Point labeling data based on photos —
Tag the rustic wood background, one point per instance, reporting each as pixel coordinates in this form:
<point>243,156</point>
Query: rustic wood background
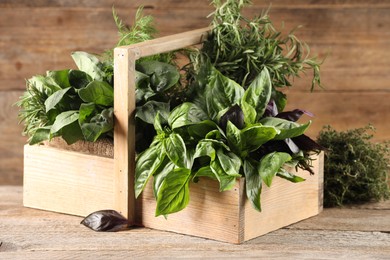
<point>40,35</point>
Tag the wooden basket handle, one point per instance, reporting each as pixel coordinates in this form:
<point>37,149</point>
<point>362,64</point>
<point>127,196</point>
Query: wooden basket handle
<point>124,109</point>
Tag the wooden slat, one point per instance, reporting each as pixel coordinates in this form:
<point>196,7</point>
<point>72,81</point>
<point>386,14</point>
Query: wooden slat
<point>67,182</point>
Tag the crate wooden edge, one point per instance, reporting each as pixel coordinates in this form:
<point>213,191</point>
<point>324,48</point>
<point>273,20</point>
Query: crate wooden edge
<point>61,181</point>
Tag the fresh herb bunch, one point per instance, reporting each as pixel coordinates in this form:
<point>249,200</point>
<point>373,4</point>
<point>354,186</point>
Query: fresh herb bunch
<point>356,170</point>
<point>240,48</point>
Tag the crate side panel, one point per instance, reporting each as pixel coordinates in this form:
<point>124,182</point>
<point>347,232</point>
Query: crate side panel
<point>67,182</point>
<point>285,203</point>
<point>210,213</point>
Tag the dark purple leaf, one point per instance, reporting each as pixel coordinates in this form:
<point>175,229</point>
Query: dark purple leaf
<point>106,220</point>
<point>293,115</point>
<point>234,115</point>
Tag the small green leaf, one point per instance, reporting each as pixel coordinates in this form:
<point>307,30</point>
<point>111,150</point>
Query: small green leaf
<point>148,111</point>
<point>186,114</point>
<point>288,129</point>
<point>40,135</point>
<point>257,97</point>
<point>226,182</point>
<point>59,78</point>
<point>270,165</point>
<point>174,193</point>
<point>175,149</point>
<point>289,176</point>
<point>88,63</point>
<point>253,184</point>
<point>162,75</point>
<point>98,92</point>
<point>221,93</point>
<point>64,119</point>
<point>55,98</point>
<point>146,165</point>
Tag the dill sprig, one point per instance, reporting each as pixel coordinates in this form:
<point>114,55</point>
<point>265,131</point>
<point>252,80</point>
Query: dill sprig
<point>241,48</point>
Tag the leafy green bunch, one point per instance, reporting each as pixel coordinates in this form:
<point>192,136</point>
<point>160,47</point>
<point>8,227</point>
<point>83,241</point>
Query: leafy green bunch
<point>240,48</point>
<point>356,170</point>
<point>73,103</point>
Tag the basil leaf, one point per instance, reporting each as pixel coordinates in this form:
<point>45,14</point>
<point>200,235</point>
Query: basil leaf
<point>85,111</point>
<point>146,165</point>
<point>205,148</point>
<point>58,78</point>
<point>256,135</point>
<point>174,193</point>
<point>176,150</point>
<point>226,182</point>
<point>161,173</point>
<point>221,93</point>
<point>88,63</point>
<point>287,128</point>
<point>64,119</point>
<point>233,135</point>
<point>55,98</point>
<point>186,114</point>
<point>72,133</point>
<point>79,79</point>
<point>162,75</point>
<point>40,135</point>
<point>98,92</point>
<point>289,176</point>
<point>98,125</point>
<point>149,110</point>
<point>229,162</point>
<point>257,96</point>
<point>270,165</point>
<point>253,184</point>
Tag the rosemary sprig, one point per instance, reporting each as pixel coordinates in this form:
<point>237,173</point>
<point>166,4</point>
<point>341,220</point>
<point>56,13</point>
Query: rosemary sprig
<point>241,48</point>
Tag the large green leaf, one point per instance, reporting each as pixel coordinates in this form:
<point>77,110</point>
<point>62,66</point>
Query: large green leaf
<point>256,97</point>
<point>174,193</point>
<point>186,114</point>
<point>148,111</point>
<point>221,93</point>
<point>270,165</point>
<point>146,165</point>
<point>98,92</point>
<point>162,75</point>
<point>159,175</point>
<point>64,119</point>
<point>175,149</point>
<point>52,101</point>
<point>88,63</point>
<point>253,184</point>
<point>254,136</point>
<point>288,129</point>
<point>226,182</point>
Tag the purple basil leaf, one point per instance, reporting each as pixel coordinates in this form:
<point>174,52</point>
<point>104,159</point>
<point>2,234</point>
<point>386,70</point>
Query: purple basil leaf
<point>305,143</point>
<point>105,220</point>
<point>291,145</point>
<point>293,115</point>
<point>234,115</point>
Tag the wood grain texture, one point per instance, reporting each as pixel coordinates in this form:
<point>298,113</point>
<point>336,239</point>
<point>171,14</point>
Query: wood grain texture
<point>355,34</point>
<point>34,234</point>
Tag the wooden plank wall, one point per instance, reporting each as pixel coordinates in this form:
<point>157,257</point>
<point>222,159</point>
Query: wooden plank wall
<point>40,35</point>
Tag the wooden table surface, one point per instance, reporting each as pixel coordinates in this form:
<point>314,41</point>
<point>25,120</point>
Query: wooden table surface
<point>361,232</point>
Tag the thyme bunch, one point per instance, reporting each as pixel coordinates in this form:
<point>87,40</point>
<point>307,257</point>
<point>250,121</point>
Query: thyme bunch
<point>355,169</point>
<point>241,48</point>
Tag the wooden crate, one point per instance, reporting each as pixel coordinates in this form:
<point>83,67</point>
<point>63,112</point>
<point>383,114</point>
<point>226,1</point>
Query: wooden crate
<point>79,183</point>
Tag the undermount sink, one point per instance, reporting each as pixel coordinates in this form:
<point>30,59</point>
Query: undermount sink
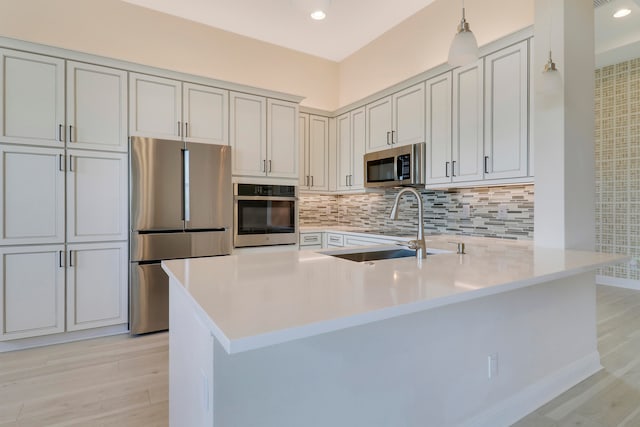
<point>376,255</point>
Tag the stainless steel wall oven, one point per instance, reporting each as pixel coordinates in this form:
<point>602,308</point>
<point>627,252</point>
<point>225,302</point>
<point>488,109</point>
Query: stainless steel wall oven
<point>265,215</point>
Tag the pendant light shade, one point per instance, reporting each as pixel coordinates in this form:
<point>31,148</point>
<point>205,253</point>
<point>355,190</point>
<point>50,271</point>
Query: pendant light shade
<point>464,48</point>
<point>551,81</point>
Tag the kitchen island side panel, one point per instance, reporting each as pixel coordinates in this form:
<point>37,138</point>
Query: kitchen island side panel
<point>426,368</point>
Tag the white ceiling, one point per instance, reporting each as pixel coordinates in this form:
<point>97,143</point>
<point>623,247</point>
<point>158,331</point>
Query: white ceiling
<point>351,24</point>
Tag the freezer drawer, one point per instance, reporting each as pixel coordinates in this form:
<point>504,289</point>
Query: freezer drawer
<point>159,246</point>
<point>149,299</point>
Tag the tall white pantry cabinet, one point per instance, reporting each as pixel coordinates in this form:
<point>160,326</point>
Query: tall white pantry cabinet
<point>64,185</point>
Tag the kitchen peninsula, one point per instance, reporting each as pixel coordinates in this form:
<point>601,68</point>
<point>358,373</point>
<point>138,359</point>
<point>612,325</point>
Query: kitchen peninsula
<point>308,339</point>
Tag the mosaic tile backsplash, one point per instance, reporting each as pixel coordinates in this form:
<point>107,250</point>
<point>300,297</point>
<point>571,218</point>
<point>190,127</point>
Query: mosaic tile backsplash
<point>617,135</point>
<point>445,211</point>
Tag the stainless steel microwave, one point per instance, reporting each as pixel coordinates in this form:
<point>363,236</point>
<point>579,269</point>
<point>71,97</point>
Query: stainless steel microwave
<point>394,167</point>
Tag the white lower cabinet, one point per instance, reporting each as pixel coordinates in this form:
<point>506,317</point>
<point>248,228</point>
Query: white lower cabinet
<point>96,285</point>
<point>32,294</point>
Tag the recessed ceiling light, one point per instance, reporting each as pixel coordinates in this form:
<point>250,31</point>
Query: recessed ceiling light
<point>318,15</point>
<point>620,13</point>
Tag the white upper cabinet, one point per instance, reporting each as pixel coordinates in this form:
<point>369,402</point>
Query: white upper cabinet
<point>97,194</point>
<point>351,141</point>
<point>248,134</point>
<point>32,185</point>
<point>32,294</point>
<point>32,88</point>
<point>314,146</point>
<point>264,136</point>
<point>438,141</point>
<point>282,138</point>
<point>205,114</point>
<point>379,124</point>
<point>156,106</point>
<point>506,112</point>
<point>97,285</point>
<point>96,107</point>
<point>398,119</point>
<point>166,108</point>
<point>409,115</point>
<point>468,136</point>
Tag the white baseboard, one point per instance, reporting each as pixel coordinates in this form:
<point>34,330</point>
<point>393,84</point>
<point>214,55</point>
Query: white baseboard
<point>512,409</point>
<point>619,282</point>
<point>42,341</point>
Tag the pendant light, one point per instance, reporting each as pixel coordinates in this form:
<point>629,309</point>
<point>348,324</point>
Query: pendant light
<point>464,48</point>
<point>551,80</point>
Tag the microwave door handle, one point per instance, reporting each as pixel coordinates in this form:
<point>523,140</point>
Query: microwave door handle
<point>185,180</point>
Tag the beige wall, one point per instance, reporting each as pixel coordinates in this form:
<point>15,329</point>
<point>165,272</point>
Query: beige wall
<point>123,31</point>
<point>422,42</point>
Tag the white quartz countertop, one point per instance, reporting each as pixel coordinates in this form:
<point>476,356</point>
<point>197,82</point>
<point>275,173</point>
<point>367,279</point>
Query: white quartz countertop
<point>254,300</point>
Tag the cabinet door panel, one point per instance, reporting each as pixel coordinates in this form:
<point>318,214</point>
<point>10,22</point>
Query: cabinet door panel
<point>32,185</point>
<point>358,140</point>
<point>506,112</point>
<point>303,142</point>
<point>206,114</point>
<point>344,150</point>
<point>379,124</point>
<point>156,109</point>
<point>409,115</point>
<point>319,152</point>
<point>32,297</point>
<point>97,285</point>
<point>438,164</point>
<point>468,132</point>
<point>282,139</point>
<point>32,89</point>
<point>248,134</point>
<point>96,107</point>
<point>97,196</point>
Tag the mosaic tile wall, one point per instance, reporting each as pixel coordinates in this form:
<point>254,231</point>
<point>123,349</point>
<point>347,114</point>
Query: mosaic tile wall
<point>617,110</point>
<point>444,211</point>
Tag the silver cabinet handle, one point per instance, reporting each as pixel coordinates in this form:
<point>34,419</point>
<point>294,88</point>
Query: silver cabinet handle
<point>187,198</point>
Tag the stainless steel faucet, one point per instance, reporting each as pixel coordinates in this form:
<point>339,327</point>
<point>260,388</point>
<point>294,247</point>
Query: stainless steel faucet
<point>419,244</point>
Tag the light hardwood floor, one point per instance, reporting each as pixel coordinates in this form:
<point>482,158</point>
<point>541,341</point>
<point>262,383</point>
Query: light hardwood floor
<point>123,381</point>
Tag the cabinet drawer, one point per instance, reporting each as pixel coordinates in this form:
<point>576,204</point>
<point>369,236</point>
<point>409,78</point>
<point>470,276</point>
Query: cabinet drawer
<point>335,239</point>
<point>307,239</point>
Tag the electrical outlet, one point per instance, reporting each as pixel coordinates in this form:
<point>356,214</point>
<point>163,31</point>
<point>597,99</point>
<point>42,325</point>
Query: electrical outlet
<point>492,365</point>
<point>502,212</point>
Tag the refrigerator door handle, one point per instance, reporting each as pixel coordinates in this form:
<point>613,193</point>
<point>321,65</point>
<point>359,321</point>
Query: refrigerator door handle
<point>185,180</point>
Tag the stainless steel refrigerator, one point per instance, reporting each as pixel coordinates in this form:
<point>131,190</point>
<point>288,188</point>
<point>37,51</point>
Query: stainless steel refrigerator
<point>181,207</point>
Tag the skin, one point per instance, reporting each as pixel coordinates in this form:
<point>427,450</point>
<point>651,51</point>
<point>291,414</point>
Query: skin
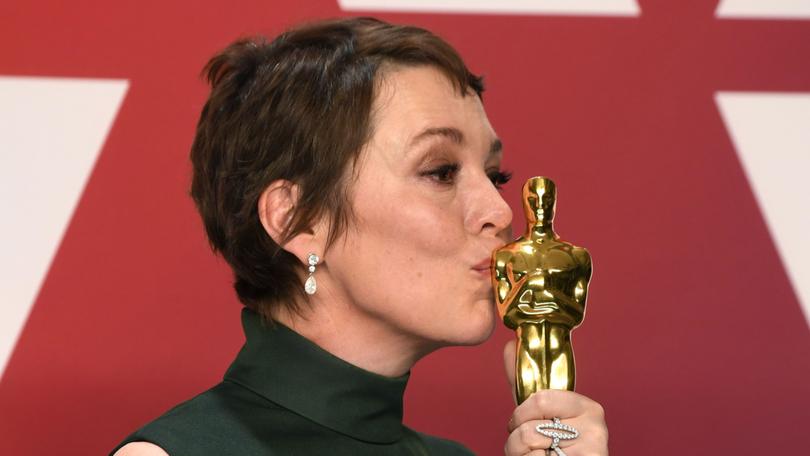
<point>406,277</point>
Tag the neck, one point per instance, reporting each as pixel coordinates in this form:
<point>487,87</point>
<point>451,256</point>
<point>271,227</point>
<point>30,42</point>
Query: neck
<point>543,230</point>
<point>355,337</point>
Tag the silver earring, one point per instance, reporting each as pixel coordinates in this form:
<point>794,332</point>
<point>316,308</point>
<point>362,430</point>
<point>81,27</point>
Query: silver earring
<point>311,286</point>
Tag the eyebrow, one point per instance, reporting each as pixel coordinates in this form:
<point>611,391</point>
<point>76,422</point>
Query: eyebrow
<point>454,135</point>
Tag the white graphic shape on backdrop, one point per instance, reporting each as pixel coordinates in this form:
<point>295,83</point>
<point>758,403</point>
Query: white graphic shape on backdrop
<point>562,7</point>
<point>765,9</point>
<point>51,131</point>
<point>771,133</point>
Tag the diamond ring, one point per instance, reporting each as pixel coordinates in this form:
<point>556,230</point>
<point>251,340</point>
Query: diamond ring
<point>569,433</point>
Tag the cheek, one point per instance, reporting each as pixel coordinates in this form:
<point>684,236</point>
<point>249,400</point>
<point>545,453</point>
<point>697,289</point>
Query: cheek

Exercise task — Please copy everything from the line containing "Tag the pendant light shade, one" down to the line containing "<point>445,211</point>", substituting "breakfast bar" for "kitchen peninsula" and leaving all else unchanged.

Output for this exercise —
Tag the pendant light shade, one point per instance, reporting each as pixel coordinates in this form:
<point>31,148</point>
<point>205,253</point>
<point>355,190</point>
<point>50,271</point>
Query: pendant light shade
<point>464,48</point>
<point>551,81</point>
Tag the kitchen island side panel, one point per instance, reporting each as pixel coordinates in this form:
<point>37,138</point>
Query: kitchen island side panel
<point>426,368</point>
Tag the white ceiling, one point per instance, reporting each as pixel coordinates in this form:
<point>97,143</point>
<point>623,247</point>
<point>158,331</point>
Query: white ceiling
<point>351,24</point>
Tag the freezer drawer, one point per instance, reporting each as pixel coordinates in this form:
<point>504,289</point>
Query: freezer drawer
<point>159,246</point>
<point>149,299</point>
Tag the tall white pantry cabinet, one point per instance, reporting each as pixel coordinates in this form:
<point>160,326</point>
Query: tall white pantry cabinet
<point>64,185</point>
Tag the breakfast bar, one point per instance, reporting each as pixel coordinates in this form:
<point>601,68</point>
<point>358,373</point>
<point>138,359</point>
<point>612,325</point>
Query: breakfast bar
<point>308,339</point>
Tag the mosaic tile backsplash, one point per instance, reporting each as pixel coordinates in this form:
<point>107,250</point>
<point>300,297</point>
<point>571,218</point>
<point>190,127</point>
Query: mosaic tile backsplash
<point>617,135</point>
<point>445,211</point>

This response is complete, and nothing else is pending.